# YOUR OBJECTIVE
Only the lines holding the string "clicks" are needed; copy each of them from the data.
___ DATA FOR PROCESSING ___
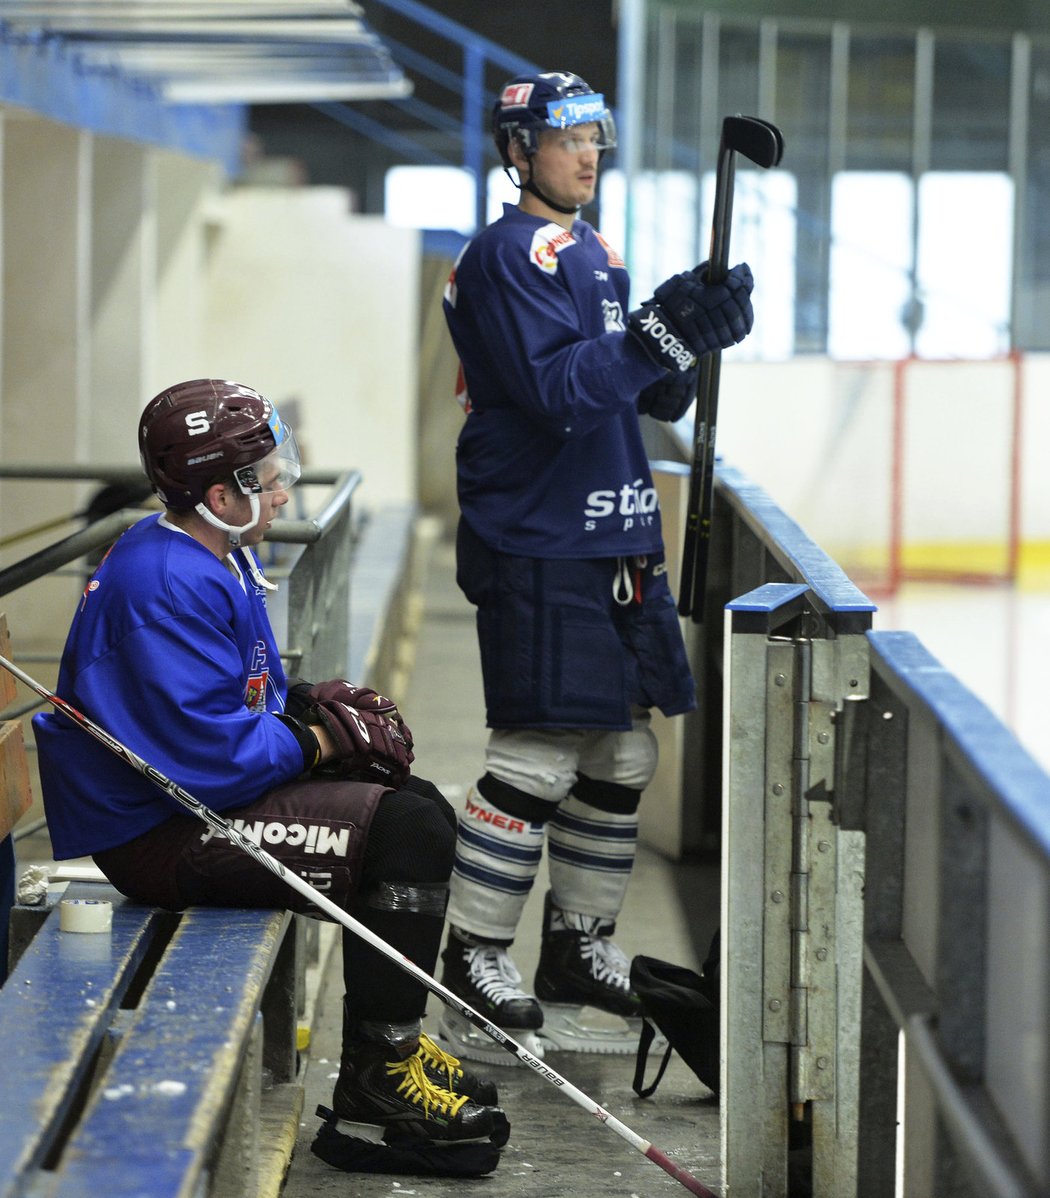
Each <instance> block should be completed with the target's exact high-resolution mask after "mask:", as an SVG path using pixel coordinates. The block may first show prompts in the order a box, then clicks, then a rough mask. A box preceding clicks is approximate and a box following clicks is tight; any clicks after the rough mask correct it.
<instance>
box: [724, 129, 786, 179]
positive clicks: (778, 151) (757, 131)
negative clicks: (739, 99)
___
# YOUR SOLUTION
Each <instance> block should be completed with the target's exact high-resolution mask after "mask:", as an SVG path using pixel coordinates. The block may first show prompts in the order a box, then clicks, then a rough mask. A box preceding clicks is approximate and a box following clicks is tight; any clicks after the rough mask correct it.
positive clicks: (778, 151) (757, 131)
negative clicks: (739, 99)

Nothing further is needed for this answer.